### Passage shown
— START —
He urged the court to resolve the issue in favour of the appellant. In his reply, Obamogie, Esq. of counsel referred the court to the respondent’s pleadings which were admitted by the appellants, to wit – that the respondent appointment is regulated by the provisions of Auchi Polytechnic Law, Cap. 11, Laws of Bendel State of Nigeria applicable in Edo State and also the Handbook of Administrative Procedure made pursuant to the said Law. The learned counsel referred to the findings of the lower court confirming the above facts. He submitted that where a contract of service is governed by the provisions of a statute or where the conditions of service are contained in regulations derived from statutory provisions, the employee is invested with a legal status higher than the ordinary one of master and servant relationship. He relied on the following cases:-

(1) Imoloame v. West African Examinations Council (1992) 9 NWLR (Pt. 265) 303 at 317.

(2) Olaniyan & Ors. v. University of Lagos (1985) 2 NWLR (Pt. 9) 599.

(3) Shitta Bey v. Federal Public Service Commission (1981) 1 SC 40.

He contended that where a servant’s appointment enjoys statutory flavour, same cannot be determined except in strict compliance with the provisions of the statute concerned. It is further the view of the learned counsel that where a statute provides a procedure for doing a thing, that procedure must be followed. And, failure to follow the procedure would render the exercise of the power void. He cited the following cases:-

(1) Ude v. Nwara (1993) 2 NWLR (Pt. 278) 638.

(2) Ogualaji v. A.-G., Rivers State (1997) 6 NWLR (Pt. 508) 209.

The learned counsel then referred to exhibit G – the notice of dismissal issued to the respondent. It is the learned counsel’s view that exhibit G was issued in breach of the provisions of section 26 (1) and (2) of the Auchi Polytechnic Law and, Chapter XXI of exhibit E – the Handbook of Administrative Procedures.

In his view, only the Chairman Board of Directors has the power to sign the instrument that removes the respondent from the service of the appellant. He submitted that where power is delegated to a person, it is exercisable by that person alone, directly, and, personally. In that case, the person to whom the power is delegated is not competent to delegate it to another person. He submitted that this principle is fundamental and the violation of it cannot be treated as an irregularity. He relied on –

(1) Okoro v. Delta Steel Co. Ltd. (1990) 2 NWLR (Pt. 130) 87 at 105.

(2) Garba v. Federal Civil Service Commission (1988) 1 NWLR (Pt. 71) 449.

(3) Wilson v. A.-G., Bendel State (1985) 1 NWLR (Pt. 4) 572.

Finally, the learned counsel referred to the discretion granted to the Board of Governors in section 126(1) and (2) of the Auchi Polytechnic Law and in clauses 1(a), (c), (d) and 2 of Chapter XXI of exhibit E. He submitted that the discretion relates to the issue of whether the staff concerned should be dismissed or retained.

Continuing, he contended that where the Board of Governors decides to dismiss the staff, the instrument of dismissal must be signed by the Chairman.

He urged the court to resolve this issue in favour of the respondent.

I now deal with the submissions of the learned counsel. The Auchi Polytechnic was established by the provisions of section 3 of the Auchi Polytechnic Law, Cap. 11, Laws of Bendel State, applicable in Edo State. Part 6 thereof, deals with the appointment of staff and conditions of service of such staff.
— END —
### Directives
**a)** Copy out the judgment excerpt from "Continuing, he contended" up to and including "of such staff.".
**b)** Check each statement against the judgment excerpt, answering yes or no and quoting the words that settle it: (i) Exhibit G is the notice of dismissal issued to the respondent. (ii) Counsel argued that a person given delegated power may pass that power on to someone else. (iii) Auchi Polytechnic was set up under section 3 of the Auchi Polytechnic Law.

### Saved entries
— START —
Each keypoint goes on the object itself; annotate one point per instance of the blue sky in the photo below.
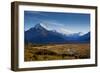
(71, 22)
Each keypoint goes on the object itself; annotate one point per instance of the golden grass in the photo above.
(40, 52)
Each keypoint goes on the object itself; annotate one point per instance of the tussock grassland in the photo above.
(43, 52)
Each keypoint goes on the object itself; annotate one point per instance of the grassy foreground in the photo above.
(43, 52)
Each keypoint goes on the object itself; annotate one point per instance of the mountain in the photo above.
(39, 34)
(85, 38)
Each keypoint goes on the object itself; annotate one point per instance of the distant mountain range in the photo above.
— END —
— START —
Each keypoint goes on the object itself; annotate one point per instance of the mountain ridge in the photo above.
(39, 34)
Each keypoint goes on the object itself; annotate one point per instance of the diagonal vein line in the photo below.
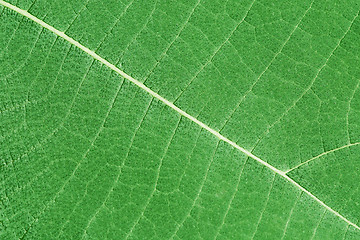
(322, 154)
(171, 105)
— END —
— START —
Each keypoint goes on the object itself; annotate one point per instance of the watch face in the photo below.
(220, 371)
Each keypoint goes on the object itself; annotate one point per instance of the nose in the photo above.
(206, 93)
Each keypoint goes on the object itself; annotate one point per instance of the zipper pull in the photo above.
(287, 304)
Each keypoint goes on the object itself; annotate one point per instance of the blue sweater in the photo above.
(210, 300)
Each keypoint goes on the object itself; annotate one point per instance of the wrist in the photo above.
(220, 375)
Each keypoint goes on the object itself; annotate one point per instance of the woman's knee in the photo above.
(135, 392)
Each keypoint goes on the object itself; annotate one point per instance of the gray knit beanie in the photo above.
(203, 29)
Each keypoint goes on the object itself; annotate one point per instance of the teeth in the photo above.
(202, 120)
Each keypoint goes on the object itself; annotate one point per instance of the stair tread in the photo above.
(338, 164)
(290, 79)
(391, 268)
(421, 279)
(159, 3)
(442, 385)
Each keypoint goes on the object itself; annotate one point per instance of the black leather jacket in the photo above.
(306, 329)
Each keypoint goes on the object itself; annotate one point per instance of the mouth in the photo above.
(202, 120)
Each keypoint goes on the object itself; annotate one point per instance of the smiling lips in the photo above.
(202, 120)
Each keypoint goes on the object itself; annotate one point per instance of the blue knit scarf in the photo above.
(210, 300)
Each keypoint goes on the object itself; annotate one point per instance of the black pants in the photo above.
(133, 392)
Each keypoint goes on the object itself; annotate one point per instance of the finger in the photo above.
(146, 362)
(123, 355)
— END —
### The replies
**a)**
Continuing, he contended that where the Board of Governors decides to dismiss the staff, the instrument of dismissal must be signed by the Chairman.

He urged the court to resolve this issue in favour of the respondent.

I now deal with the submissions of the learned counsel. The Auchi Polytechnic was established by the provisions of section 3 of the Auchi Polytechnic Law, Cap. 11, Laws of Bendel State, applicable in Edo State. Part 6 thereof, deals with the appointment of staff and conditions of service of such staff.

**b)**
(i) Yes: "exhibit G – the notice of dismissal issued to the respondent"
(ii) No: "the person to whom the power is delegated is not competent to delegate it to another person"
(iii) Yes: "The Auchi Polytechnic was established by the provisions of section 3 of the Auchi Polytechnic Law"